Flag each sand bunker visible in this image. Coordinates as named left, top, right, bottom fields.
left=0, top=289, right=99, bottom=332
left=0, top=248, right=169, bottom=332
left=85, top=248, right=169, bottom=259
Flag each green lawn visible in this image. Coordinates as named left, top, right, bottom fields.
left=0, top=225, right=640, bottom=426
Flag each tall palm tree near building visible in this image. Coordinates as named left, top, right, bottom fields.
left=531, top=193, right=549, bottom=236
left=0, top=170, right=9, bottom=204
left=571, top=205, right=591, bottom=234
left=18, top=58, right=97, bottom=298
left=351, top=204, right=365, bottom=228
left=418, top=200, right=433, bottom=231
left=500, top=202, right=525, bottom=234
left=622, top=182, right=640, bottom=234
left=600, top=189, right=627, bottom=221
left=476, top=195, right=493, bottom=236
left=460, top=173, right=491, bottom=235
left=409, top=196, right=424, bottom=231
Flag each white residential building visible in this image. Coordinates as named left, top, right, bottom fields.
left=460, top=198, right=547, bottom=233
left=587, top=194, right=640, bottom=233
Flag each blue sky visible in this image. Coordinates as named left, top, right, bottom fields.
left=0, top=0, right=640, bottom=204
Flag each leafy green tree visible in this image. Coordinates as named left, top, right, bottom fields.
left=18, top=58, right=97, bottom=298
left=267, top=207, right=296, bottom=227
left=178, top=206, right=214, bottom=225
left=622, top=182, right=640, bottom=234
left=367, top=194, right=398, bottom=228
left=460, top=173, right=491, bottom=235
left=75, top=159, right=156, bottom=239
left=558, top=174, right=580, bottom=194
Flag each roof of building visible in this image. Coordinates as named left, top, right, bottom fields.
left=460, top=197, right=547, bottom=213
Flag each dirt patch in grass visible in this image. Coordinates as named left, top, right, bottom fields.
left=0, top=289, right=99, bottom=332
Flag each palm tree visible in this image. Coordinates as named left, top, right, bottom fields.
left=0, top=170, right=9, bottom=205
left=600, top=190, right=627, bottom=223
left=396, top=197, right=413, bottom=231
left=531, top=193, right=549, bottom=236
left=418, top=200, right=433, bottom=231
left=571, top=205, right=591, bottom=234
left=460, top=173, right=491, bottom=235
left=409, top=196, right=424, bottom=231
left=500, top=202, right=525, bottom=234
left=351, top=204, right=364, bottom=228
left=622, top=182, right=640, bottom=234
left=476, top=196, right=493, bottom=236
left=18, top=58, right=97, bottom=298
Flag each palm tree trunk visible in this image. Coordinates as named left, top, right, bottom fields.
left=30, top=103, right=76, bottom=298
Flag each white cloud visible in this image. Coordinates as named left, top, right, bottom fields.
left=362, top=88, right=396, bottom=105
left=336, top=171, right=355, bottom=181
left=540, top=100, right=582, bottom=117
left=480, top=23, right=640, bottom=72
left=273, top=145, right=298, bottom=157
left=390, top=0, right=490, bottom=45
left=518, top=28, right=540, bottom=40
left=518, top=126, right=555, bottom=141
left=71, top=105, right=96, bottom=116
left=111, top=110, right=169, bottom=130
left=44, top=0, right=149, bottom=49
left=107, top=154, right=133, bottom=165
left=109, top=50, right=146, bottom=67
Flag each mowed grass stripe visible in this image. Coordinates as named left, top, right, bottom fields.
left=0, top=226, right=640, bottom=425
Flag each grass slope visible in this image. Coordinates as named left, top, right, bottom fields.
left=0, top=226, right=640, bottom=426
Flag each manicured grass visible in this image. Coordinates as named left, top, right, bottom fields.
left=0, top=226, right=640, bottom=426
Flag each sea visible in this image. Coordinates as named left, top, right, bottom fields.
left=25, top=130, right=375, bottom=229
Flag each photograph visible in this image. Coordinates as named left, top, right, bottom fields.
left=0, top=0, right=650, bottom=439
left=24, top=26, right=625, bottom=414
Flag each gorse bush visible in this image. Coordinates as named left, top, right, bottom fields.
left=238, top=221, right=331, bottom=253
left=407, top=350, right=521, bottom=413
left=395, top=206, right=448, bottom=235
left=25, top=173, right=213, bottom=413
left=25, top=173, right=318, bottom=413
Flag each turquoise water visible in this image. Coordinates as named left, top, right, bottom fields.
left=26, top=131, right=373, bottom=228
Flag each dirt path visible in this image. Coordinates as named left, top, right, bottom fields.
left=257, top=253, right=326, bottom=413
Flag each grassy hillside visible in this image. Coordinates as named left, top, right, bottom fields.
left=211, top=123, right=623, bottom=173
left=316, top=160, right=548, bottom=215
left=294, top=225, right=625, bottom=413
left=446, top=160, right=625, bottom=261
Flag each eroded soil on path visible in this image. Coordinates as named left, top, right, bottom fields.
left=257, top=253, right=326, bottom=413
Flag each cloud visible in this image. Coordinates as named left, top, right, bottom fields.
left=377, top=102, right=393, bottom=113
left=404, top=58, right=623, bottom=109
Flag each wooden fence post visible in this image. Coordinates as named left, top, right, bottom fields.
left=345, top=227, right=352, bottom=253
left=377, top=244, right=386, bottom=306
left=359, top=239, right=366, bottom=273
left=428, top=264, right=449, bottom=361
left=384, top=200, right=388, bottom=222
★ ★ ★ ★ ★ ★ ★
What the task requires:
Reproduce every item above word for word, keeping each line and its wording unchanged.

Answer to the exercise:
Flag each sand bunker visible in this image. Coordinates as named left, top, right, bottom fields.
left=0, top=289, right=99, bottom=332
left=0, top=248, right=169, bottom=332
left=85, top=248, right=169, bottom=259
Flag each green lawn visible in this image. Coordinates as named left, top, right, bottom fields.
left=0, top=225, right=640, bottom=426
Flag each tall palm tree near building visible in this image. Coordinates as named left, top, right, bottom fields.
left=531, top=193, right=549, bottom=236
left=0, top=170, right=9, bottom=204
left=571, top=205, right=591, bottom=234
left=18, top=58, right=97, bottom=298
left=351, top=204, right=365, bottom=228
left=418, top=200, right=433, bottom=231
left=500, top=202, right=525, bottom=234
left=622, top=182, right=640, bottom=234
left=600, top=189, right=627, bottom=221
left=476, top=195, right=493, bottom=236
left=460, top=173, right=491, bottom=235
left=409, top=196, right=424, bottom=231
Flag each white residential building visible in this image. Coordinates as named left, top, right, bottom fields.
left=460, top=198, right=547, bottom=233
left=587, top=194, right=640, bottom=233
Flag each blue sky visible in this image. Coordinates as named left, top, right, bottom fields.
left=0, top=0, right=640, bottom=204
Flag each leafy green tree visible in this image. Coordinates as named left, top, right, bottom fields.
left=18, top=58, right=97, bottom=298
left=267, top=207, right=296, bottom=227
left=178, top=206, right=214, bottom=225
left=622, top=182, right=640, bottom=234
left=367, top=194, right=398, bottom=228
left=460, top=173, right=491, bottom=235
left=75, top=159, right=156, bottom=239
left=558, top=174, right=580, bottom=194
Flag each roof of building visible in this image. Coordinates as named left, top, right, bottom fields.
left=460, top=197, right=547, bottom=213
Flag each dirt patch in grass visible in this image. Coordinates as named left, top, right, bottom fields.
left=0, top=289, right=99, bottom=332
Flag each palm tree visible in this image. Coordinates as named left, top, right, bottom fields.
left=0, top=170, right=9, bottom=205
left=600, top=190, right=627, bottom=223
left=396, top=197, right=413, bottom=231
left=531, top=193, right=549, bottom=236
left=418, top=200, right=433, bottom=231
left=571, top=205, right=591, bottom=234
left=460, top=173, right=491, bottom=235
left=409, top=196, right=424, bottom=231
left=500, top=202, right=525, bottom=234
left=351, top=204, right=364, bottom=228
left=622, top=182, right=640, bottom=234
left=476, top=196, right=493, bottom=236
left=18, top=58, right=97, bottom=298
Flag each palm tree trunk visible in this image. Coordinates as named left, top, right, bottom fields.
left=30, top=103, right=76, bottom=298
Flag each white cloud visible in this image. Coordinates as named left, top, right, bottom fields.
left=362, top=88, right=396, bottom=105
left=336, top=171, right=355, bottom=181
left=540, top=100, right=582, bottom=117
left=480, top=23, right=640, bottom=72
left=273, top=145, right=298, bottom=157
left=390, top=0, right=490, bottom=45
left=518, top=28, right=540, bottom=40
left=518, top=126, right=555, bottom=141
left=71, top=105, right=96, bottom=116
left=111, top=110, right=169, bottom=130
left=44, top=0, right=149, bottom=49
left=107, top=154, right=133, bottom=165
left=109, top=50, right=146, bottom=67
Flag each mowed grass stripe visible in this image. Coordinates as named left, top, right, bottom fields.
left=0, top=226, right=640, bottom=425
Flag each grass slope visible in this image. Coordinates as named left, top, right, bottom fields.
left=0, top=226, right=640, bottom=426
Flag each manicured grass visible in this image. Coordinates as named left, top, right, bottom fields.
left=0, top=226, right=640, bottom=426
Flag each sea visible in this image. Coordinates as named left, top, right, bottom fields.
left=25, top=130, right=375, bottom=229
Flag each photograph visible in this image. Coordinates as named left, top, right, bottom fields.
left=0, top=0, right=650, bottom=439
left=24, top=26, right=625, bottom=414
Flag each gorse bush visible in this image. Coordinates as named left, top, right, bottom fields.
left=238, top=221, right=331, bottom=253
left=407, top=350, right=521, bottom=413
left=395, top=206, right=448, bottom=235
left=25, top=173, right=213, bottom=413
left=25, top=173, right=318, bottom=413
Flag each turquoise water visible in this image. Coordinates as named left, top, right, bottom fields.
left=26, top=131, right=373, bottom=228
Flag each dirt path visible in this image. Coordinates as named left, top, right, bottom fields.
left=257, top=253, right=326, bottom=413
Flag each grassy hillside visible in this image. Coordinates as named left, top, right, bottom fields.
left=211, top=123, right=623, bottom=173
left=316, top=160, right=548, bottom=215
left=294, top=225, right=625, bottom=413
left=446, top=160, right=625, bottom=261
Flag each eroded soil on path visible in this image. Coordinates as named left, top, right, bottom fields.
left=257, top=253, right=326, bottom=413
Flag each cloud visible in this image. Coordinates as named left, top, right, bottom fields.
left=377, top=102, right=393, bottom=113
left=404, top=58, right=623, bottom=109
Flag each wooden fence post visible in this image. Coordinates as named left, top, right, bottom fields.
left=345, top=227, right=352, bottom=253
left=377, top=244, right=386, bottom=306
left=359, top=239, right=366, bottom=273
left=428, top=264, right=449, bottom=361
left=384, top=200, right=388, bottom=222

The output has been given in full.